##### Source passage #####

New Colorado Rockies president of baseball operations Paul DePodesta, who quite possibly walked away from Cleveland before they made him run, can’t run away from questions about the colossal failure that was the Deshaun Watson trade.

DePodesta was asked about it in a recent interview with the Denver Post. His long answer boiled down to four words. “We all own that.”

The topic came up again during his introductory press conference, with particularly pointed phrasing of the question: “How can you be assure [sic] that you won’t do something like that again here now in Colorado?”

“I was also calling plays for the Browns,” DePodesta quipped. (It was a joke that quite possibly included a very real message.)

“I’ve said this before,” he added, “I think whenever you have a significant player decision, whether it’s a trade, free-agent signing, number one draft pick, whatever it is, like, those are organizational decisions, right? Those are done collaboratively, like a lot of people on board. And if you’re a senior leader of that organization at that time, then you own that decision. I mean, you do. We all do. So that’s the way I feel about that, and it’s the way I feel about sort of almost all the decisions we made there in Cleveland. I absolutely, you know, own them all.

##### Given entries #####

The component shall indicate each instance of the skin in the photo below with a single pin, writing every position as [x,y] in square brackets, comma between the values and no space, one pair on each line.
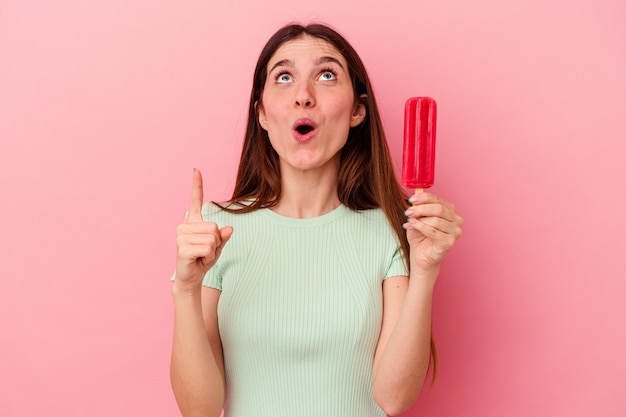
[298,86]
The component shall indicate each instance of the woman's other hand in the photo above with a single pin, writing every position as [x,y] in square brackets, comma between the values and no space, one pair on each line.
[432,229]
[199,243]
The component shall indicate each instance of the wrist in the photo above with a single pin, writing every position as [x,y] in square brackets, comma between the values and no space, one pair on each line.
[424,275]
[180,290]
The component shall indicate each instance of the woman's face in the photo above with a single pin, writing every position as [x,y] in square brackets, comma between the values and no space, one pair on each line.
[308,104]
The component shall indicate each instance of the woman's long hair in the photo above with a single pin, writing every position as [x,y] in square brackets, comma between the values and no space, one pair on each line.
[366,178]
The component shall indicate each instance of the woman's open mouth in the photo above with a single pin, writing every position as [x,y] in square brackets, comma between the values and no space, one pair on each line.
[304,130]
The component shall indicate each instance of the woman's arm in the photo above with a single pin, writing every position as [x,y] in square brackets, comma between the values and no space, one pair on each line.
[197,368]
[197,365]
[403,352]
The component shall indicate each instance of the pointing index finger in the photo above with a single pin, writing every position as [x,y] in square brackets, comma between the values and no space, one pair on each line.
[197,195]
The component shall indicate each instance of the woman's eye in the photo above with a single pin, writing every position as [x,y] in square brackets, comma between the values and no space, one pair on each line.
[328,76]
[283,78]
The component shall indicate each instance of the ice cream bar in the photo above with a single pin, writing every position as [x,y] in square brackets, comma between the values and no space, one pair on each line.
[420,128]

#####
##### Given entries #####

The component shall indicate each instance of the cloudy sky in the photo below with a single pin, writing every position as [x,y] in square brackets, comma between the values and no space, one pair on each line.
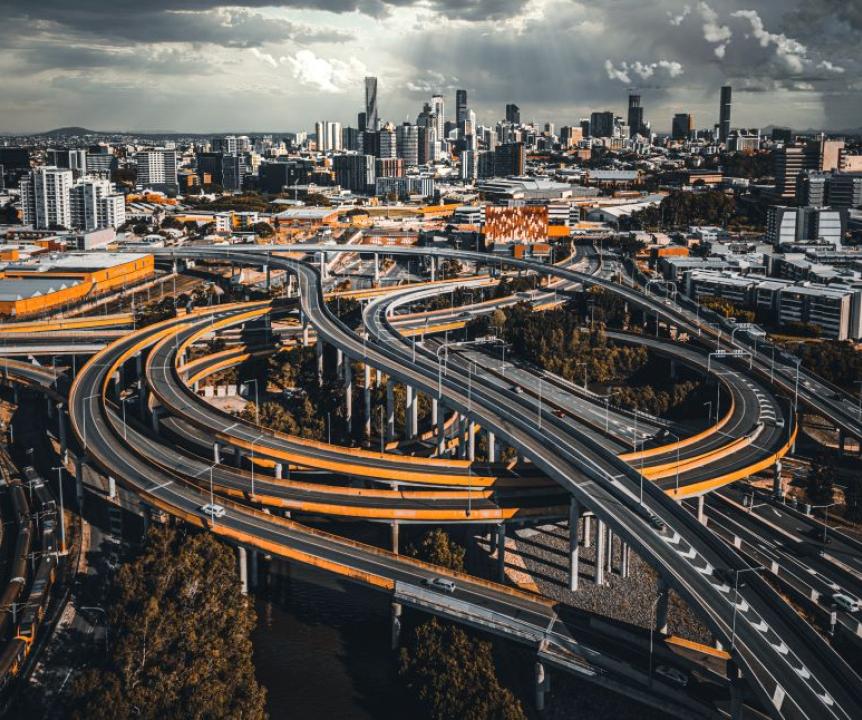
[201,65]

#####

● Prompt 1:
List the kinds of significant player decisions that DePodesta names in the passage about Paul DePodesta.
● Prompt 2:
Carry on the passage about Paul DePodesta and the Deshaun Watson trade from the point where it stops.
The records were drawn from a different source than the text.

● Exercise output 1:
trade, free-agent signing, number one draft pick

● Exercise output 2:
“And, look, I’ve said this now for probably 25-plus years, like, I lost my no-hitter a long time ago. Like a long, long time ago. I’m not perfect, I haven’t been perfect. I won’t be perfect going forward. Like, we’re definitely gonna miss again. But hopefully we learn from that, and we learn from both the successes and the failures. And ,you know, we get better the next time we need to make a significant decision. And I do feel like I’ve been able to do that through the course of my career. I feel confident that I’m a lot better today than I was five years ago or 10 years ago or 20 years ago, and I hope five years from now, I’m a lot better than I am sitting here today.”

But there’s a difference between not being perfect and being responsible — as the “chief strategy officer” — for the single worst transaction in NFL history. From the significant draft-pick compensation invested (good, relatively cheap players whose rights could have been held by the Browns for five years or longer) to the five-year, $230 million, fully-guaranteed contract for a player who didn’t play at all the prior season and who was facing a 10-game suspension for more than 20 civil lawsuits alleging misconduct during massage-therapy sessions, the question isn’t whether DePodesta has a brief moment of imperfection, but whether he had plunged into full-blown insanity.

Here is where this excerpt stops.